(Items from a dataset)
######
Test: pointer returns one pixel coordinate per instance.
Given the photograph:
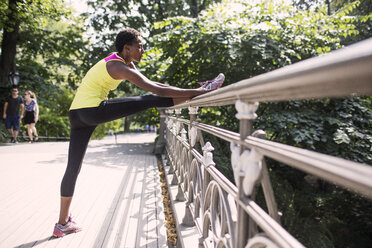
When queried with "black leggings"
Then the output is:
(84, 121)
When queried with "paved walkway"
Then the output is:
(117, 200)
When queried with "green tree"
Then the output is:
(243, 40)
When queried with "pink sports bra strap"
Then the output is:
(114, 56)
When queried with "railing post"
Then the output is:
(246, 113)
(159, 147)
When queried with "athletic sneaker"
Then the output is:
(213, 84)
(62, 230)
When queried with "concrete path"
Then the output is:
(117, 199)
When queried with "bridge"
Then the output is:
(119, 200)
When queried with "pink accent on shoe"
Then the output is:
(62, 230)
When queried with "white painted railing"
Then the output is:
(225, 214)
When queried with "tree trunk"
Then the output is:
(127, 122)
(9, 43)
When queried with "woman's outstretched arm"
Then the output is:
(118, 70)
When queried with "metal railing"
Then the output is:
(225, 214)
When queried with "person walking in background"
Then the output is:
(32, 115)
(11, 114)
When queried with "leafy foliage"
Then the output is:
(243, 40)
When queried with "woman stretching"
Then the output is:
(31, 116)
(89, 108)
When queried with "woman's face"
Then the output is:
(135, 51)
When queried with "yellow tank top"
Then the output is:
(96, 85)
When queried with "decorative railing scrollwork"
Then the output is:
(225, 214)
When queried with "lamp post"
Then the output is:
(13, 78)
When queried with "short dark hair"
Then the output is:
(126, 37)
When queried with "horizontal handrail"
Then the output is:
(342, 73)
(344, 173)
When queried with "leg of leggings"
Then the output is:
(79, 139)
(120, 107)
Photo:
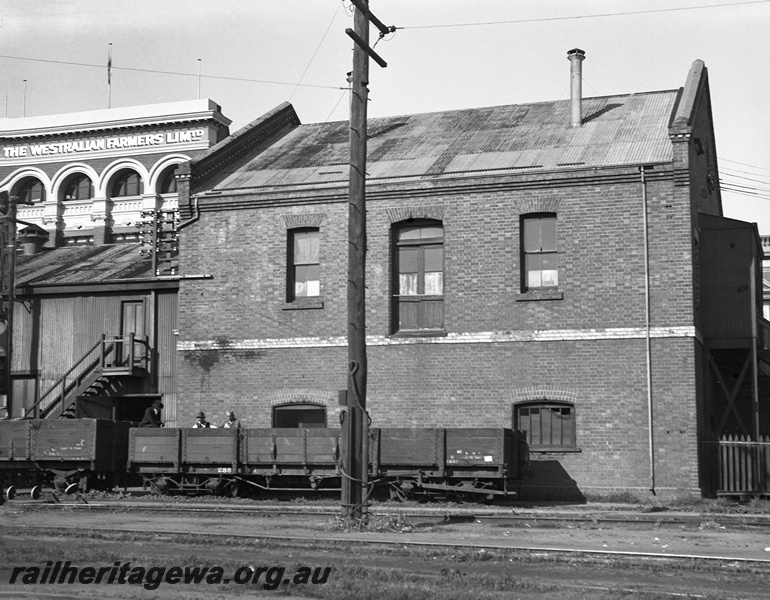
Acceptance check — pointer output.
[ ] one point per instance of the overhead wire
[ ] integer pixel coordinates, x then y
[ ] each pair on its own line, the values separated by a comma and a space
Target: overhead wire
179, 73
575, 17
318, 47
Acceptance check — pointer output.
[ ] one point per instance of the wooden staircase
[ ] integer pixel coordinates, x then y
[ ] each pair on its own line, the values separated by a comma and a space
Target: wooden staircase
93, 375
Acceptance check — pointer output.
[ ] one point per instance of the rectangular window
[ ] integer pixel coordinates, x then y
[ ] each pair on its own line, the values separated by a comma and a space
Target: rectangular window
419, 287
548, 426
304, 264
539, 252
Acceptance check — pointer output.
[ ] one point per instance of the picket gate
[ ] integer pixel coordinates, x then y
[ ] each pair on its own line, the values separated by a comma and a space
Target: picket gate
744, 466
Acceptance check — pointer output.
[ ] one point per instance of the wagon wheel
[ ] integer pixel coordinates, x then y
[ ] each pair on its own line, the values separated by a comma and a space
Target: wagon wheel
396, 493
235, 488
######
### TASK
Output the records above character for character, but leave each image out.

### EXERCISE ANSWER
Test: pointer returns one pixel coordinate per instance.
Given the photograph:
When queried with "black leggings"
Then the output is:
(84, 121)
When queried with "paved walkway"
Then the output is:
(117, 200)
When queried with "green tree"
Then the output is:
(243, 40)
When queried with "pink sports bra strap"
Then the output is:
(114, 56)
When queried with "railing post"
Then the output is:
(246, 113)
(159, 147)
When queried with "athletic sneaker"
Then the output is:
(213, 84)
(62, 230)
When queried with "concrete path"
Then the output is:
(117, 199)
When queried with "bridge"
Then the output is:
(119, 200)
When queried with "pink accent on shoe"
Then the output is:
(62, 230)
When queried with "white painted railing"
Then the output is:
(225, 214)
When queried with "tree trunk"
Then the output is:
(127, 122)
(9, 43)
When queried with "woman's outstretched arm"
Then the output is:
(118, 70)
When queried with "metal railing"
Then the output is:
(225, 214)
When queried with "person walking in background"
Then the output is:
(32, 115)
(11, 114)
When queried with "leafy foliage"
Then the output is:
(243, 40)
When queried with "woman stretching"
Then the output is:
(31, 116)
(89, 108)
When queried with "woman's face"
Then the output is:
(135, 51)
When queried with "yellow tank top"
Then the output is:
(96, 85)
When queried with "decorative railing scrollwork"
Then the output is:
(225, 214)
When queried with "lamp post"
Then the output is:
(13, 78)
When queried with "short dark hair"
Then the output is:
(126, 37)
When queried with "horizontal handrail"
Then the output is:
(342, 73)
(344, 173)
When queried with "leg of leggings"
Then the output is:
(79, 139)
(120, 107)
Photo:
Acceptance check — pointer output.
[ ] one point per instance of the overhead wire
[ ] integer pixel coordinates, x then y
[ ] each pair on its own line, the values separated by a comma and a space
Target: overhead wire
179, 73
575, 17
318, 47
Acceptance check — pointer output.
[ ] one point per instance of the wooden staircase
[ ] integer pixel coordinates, x then y
[ ] each pair on its own line, the values separated by a comma and a space
Target: wooden staircase
93, 375
Acceptance check — pointer output.
[ ] one point per instance of the rectangular window
[ ] integer pixel coordinates, x then y
[ ] each pair on its own line, the values separated by a comma and a space
Target: rectangular window
419, 287
548, 426
304, 264
539, 252
Acceptance check — pointer output.
[ ] one point per instance of the picket gate
[ ] integer pixel coordinates, x then y
[ ] each pair on its own line, the values separated by a comma and a space
Target: picket gate
744, 466
Acceptance check — pointer output.
[ ] one point per instance of the wagon wheel
[ ] integer pixel coordinates, x then y
[ ] each pair on its own line, the values separated by a comma and a space
Target: wagon wheel
396, 493
235, 488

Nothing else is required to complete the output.